Rewrite the stretch from the line containing "Q: Using the form shown in this sample, indicate the beige" through the end of the records, changing "crossbody bag" to "shoulder bag" and leaving everything else as it is.

## Start THE RECORDS

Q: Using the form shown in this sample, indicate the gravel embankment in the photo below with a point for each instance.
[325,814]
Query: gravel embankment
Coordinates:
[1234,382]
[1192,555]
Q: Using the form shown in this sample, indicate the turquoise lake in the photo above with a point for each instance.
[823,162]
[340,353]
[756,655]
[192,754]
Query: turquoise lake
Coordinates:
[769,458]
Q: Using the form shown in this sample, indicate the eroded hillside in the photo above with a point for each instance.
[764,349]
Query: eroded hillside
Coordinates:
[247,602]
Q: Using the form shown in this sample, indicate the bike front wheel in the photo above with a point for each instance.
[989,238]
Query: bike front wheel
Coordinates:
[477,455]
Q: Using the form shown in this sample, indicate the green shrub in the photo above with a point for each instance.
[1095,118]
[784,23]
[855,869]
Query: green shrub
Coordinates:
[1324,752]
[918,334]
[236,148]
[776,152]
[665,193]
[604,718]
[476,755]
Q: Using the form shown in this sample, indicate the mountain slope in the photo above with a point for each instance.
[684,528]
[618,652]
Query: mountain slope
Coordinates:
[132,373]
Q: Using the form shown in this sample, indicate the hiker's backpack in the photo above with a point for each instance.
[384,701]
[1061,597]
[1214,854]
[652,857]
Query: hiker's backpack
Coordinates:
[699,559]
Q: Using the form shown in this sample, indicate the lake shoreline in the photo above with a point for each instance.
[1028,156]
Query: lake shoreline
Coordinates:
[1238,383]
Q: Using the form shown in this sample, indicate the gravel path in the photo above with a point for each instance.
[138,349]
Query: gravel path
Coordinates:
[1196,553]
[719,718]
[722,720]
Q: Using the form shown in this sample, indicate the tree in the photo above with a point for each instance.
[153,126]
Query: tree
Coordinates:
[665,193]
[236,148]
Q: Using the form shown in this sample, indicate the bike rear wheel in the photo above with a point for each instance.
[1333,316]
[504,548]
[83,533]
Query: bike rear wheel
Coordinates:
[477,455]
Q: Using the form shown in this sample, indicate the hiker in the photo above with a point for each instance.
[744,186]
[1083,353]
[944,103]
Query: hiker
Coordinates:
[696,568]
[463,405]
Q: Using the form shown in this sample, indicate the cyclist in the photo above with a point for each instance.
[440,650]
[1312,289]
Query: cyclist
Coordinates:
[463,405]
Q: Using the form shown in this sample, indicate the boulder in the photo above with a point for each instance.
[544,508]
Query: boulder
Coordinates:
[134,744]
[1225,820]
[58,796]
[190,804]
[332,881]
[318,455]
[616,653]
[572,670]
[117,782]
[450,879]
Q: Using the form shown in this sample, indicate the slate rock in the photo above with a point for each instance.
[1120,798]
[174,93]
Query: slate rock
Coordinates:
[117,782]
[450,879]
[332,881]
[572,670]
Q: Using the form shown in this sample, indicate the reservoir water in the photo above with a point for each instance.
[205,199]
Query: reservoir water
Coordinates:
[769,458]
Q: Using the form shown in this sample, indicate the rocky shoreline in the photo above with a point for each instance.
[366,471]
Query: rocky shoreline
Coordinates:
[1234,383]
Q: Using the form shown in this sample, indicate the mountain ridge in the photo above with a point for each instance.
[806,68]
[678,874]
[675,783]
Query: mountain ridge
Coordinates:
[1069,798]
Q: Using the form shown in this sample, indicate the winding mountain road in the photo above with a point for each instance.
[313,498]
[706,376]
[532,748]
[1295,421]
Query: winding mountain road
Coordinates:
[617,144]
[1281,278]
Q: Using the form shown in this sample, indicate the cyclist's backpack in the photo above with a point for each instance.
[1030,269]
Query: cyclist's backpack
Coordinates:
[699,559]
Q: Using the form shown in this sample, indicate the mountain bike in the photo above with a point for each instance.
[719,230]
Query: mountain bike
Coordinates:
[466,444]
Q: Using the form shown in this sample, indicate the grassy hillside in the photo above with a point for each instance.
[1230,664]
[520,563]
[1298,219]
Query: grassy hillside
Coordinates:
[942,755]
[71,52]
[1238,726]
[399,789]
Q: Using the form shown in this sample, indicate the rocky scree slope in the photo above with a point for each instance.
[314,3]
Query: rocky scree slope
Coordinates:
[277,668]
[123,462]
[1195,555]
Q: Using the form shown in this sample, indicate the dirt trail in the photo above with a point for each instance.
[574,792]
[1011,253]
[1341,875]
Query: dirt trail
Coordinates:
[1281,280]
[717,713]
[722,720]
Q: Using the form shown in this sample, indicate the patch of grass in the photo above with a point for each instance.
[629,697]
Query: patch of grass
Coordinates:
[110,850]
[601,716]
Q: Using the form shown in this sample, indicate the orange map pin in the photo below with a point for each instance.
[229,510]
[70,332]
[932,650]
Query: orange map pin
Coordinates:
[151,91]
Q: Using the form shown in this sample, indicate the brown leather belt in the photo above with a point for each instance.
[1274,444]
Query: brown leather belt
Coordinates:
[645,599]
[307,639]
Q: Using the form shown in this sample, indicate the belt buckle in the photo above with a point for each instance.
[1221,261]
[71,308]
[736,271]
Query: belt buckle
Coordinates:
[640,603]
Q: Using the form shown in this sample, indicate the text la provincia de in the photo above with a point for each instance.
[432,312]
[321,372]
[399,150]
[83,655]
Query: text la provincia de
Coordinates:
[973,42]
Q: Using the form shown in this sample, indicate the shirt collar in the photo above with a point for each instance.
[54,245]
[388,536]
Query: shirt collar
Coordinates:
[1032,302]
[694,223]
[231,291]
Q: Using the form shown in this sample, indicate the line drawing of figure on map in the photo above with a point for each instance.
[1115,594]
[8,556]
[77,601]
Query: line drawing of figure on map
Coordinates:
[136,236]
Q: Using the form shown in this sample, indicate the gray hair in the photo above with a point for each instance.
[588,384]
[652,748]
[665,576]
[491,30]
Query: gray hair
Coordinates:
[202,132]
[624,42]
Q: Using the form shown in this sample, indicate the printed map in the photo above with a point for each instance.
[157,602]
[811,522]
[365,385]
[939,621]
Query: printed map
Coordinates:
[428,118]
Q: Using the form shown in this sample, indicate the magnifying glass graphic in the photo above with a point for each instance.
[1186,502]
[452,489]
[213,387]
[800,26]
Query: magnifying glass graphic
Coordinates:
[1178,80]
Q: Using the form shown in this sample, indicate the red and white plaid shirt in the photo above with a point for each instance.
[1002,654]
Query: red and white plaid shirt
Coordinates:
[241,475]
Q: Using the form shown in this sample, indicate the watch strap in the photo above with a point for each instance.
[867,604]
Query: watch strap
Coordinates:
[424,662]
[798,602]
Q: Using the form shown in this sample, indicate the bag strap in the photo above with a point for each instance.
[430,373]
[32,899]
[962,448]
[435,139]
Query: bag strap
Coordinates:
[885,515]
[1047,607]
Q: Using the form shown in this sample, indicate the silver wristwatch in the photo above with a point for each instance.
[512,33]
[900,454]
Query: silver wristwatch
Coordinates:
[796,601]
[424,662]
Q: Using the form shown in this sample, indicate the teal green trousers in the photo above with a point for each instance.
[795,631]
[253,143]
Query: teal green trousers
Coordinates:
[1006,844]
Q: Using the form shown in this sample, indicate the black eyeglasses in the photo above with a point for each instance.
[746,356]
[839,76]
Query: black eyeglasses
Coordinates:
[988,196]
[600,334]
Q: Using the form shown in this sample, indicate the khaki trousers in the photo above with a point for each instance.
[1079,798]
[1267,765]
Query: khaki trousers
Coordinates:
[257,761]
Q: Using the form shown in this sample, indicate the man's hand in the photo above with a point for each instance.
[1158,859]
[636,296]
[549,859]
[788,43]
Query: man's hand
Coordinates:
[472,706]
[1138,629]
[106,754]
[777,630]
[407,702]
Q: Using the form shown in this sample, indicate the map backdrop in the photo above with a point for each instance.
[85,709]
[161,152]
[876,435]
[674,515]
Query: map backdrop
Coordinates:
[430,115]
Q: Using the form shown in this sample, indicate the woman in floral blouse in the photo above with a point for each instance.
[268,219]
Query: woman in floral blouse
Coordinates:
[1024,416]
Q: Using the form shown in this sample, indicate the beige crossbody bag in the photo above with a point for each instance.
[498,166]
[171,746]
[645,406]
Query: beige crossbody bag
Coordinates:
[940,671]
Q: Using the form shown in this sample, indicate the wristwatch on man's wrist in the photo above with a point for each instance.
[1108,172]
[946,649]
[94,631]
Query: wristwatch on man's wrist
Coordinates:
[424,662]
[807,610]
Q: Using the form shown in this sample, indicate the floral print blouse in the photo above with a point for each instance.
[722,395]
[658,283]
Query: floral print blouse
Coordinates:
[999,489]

## End THE RECORDS

* _WRITTEN ANSWER_:
Q: Using the form shown in this sample, indicate the beige shoulder bag in the photo above with a point for each instance.
[498,166]
[171,746]
[645,406]
Query: beige shoulder bag
Coordinates:
[940,671]
Q: Using the form shown in this sample, indicate the wristwatch on man's wrist in the photo above with a point for each instance.
[1108,172]
[946,649]
[94,631]
Query: wristwatch on man's wrist
Coordinates:
[424,662]
[807,610]
Q: Using the form shown in this sample, indicate the floral print blouse in the photo above with a point for each instance.
[722,395]
[658,283]
Query: floral print blouse
Coordinates:
[999,489]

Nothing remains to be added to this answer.